* _Given instruction_
Starting at the line that contains "Please drop a marker on the man's forearm" and continuing through the end of the records, render each line as a Markdown table with the columns No. and Entry, leaving out any blank lines.

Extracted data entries
[Begin]

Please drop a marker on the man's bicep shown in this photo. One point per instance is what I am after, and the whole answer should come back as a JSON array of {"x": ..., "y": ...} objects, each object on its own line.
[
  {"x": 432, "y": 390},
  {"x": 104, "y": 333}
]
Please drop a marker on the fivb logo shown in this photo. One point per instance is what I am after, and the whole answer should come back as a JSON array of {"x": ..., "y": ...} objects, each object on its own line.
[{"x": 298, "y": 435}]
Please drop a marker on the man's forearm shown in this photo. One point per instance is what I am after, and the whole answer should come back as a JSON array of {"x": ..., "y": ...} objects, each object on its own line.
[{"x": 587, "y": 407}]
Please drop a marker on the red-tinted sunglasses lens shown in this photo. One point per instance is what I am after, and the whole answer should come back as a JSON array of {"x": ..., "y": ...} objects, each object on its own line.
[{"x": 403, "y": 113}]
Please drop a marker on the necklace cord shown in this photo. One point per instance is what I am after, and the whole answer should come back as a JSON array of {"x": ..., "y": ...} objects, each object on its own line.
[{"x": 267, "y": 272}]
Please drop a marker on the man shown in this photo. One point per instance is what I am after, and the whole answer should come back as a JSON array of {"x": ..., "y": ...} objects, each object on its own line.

[End]

* _Output below_
| No. | Entry |
|---|---|
| 1 | Please drop a marker on the man's forearm shown in this photo. One point per instance is what I am after, and the whole answer should come back as a JSON array of {"x": ..., "y": ...} objects, each object on its own line. |
| 2 | [{"x": 587, "y": 407}] |
| 3 | Please drop a marker on the red-tinted sunglasses lens shown in this photo. One point per instance is what I am after, and the whole answer should come back as a JSON array of {"x": ..., "y": ...} objects, each object on its own line. |
| 4 | [{"x": 403, "y": 113}] |
| 5 | Please drop a marker on the necklace cord shown in this photo. One point per instance is what I am after, and the whole answer should come back as a JSON array of {"x": ..., "y": ...} objects, each object on its own line. |
| 6 | [{"x": 267, "y": 272}] |
| 7 | Please drop a marker on the man shown in this photo. One point per instance is what I am after, and the whole answer should come back as a JSON array of {"x": ..., "y": ...} objects, each object on its own line. |